(Coordinate labeling data)
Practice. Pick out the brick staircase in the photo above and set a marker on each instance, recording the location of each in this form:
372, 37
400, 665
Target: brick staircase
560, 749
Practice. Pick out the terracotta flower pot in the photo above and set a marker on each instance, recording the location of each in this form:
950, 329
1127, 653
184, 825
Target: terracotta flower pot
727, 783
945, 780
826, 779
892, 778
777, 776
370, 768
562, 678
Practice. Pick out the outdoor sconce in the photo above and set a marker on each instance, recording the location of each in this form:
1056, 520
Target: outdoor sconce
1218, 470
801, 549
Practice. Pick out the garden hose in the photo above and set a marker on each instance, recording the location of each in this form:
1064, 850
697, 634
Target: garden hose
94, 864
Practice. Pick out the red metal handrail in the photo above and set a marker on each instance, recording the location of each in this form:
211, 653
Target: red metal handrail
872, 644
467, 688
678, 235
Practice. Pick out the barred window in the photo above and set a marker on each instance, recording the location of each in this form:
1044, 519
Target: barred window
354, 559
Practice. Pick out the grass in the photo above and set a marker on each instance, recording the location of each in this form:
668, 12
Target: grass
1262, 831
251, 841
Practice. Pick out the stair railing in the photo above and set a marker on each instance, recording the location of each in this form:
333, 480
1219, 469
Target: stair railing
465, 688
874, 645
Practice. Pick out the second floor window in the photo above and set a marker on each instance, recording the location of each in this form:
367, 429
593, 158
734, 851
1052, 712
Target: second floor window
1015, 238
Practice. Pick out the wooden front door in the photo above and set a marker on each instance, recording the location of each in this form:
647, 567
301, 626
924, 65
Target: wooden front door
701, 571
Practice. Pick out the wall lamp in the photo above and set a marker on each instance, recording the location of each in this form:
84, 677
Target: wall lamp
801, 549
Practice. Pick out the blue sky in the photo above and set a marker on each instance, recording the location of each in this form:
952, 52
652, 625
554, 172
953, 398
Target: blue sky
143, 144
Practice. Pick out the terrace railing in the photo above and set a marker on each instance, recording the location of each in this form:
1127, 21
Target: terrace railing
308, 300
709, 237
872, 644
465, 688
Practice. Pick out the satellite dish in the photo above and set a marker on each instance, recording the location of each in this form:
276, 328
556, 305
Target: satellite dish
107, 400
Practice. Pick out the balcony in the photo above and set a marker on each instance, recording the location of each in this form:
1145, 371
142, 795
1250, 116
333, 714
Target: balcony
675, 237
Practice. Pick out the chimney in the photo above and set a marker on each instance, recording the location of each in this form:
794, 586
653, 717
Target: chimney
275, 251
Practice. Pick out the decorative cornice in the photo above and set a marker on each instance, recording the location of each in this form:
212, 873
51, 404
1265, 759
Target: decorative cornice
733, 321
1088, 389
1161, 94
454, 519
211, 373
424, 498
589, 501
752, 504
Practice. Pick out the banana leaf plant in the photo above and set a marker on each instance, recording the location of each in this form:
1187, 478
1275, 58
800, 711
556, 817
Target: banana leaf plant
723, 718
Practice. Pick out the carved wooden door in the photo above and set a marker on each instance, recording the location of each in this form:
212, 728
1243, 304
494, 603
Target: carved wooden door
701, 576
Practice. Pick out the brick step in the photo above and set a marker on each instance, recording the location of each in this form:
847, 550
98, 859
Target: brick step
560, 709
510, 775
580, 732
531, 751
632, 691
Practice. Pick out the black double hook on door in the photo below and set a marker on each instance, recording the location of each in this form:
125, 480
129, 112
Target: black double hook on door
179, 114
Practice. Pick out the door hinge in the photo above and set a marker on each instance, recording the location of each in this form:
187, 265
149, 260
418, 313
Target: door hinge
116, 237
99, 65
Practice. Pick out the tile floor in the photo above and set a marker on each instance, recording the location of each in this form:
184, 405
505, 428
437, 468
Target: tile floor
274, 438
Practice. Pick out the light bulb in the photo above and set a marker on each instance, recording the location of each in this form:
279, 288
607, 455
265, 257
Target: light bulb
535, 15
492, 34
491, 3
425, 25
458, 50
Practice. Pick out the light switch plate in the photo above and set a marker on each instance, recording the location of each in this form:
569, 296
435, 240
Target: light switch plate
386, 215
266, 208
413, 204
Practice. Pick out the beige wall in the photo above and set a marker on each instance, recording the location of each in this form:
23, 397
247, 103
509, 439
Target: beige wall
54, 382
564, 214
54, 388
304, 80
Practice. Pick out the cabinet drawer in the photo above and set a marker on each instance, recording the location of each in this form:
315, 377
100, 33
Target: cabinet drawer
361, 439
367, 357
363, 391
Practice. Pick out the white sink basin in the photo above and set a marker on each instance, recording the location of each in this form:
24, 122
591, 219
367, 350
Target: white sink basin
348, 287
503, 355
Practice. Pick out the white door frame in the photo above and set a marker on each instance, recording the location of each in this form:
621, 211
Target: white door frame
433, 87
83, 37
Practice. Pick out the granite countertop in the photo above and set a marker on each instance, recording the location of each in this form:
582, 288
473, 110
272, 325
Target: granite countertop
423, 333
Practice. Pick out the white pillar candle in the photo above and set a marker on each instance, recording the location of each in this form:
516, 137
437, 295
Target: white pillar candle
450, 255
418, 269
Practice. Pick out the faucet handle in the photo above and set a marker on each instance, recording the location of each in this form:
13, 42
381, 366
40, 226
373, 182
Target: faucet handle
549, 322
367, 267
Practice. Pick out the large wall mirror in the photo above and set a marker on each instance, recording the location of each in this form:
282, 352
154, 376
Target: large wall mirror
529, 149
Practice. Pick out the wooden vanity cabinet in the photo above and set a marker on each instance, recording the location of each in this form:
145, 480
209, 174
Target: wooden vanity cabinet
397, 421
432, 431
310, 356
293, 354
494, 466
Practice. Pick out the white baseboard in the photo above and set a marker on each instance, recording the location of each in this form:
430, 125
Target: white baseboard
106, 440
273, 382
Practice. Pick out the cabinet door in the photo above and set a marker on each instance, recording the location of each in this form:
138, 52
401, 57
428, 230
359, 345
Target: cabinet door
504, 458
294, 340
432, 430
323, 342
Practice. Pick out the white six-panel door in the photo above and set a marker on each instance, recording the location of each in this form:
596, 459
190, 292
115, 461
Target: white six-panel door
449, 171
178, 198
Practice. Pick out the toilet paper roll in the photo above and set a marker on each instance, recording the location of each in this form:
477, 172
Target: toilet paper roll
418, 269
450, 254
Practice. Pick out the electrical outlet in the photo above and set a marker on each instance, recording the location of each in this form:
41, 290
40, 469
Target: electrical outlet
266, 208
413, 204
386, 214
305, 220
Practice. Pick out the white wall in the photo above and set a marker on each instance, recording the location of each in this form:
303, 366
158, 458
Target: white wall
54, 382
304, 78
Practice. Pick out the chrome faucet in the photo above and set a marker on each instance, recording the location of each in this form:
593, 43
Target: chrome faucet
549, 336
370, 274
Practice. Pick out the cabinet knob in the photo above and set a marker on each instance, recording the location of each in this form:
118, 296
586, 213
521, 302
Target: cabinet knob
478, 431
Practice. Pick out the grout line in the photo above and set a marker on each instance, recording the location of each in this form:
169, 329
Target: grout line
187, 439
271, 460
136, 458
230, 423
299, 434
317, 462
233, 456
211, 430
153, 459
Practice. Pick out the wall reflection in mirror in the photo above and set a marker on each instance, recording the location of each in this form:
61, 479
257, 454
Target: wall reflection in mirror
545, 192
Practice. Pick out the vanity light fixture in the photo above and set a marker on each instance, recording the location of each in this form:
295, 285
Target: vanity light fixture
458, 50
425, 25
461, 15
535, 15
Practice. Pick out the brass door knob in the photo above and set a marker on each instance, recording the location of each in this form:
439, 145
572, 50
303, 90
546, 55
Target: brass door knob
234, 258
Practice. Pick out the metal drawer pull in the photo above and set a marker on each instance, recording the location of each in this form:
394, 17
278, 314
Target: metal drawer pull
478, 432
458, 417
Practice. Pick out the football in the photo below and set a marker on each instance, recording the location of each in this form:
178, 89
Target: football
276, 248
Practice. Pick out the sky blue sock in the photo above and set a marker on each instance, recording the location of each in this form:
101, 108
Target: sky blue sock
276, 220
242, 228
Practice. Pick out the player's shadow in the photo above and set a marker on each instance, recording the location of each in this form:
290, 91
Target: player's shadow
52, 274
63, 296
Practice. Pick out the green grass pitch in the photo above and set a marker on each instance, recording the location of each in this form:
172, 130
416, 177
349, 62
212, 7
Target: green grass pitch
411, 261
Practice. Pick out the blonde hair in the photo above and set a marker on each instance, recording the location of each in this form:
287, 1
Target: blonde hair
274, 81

#### What this task involves
Copy out the lines of the listing exactly, starting at the line that contains "Practice. Pick out the green" and ending at the end of the listing.

#### Solution for this problem
Practice. Pick out the green grass pitch in the photo above and set a marker on each instance, recording the location of each in this form:
172, 130
416, 177
349, 62
212, 7
Target: green grass pitch
411, 261
Practice. Pick out the blonde hair in the photo above and set a marker on each instance, recording the location of each in this form:
287, 1
Target: blonde hair
274, 81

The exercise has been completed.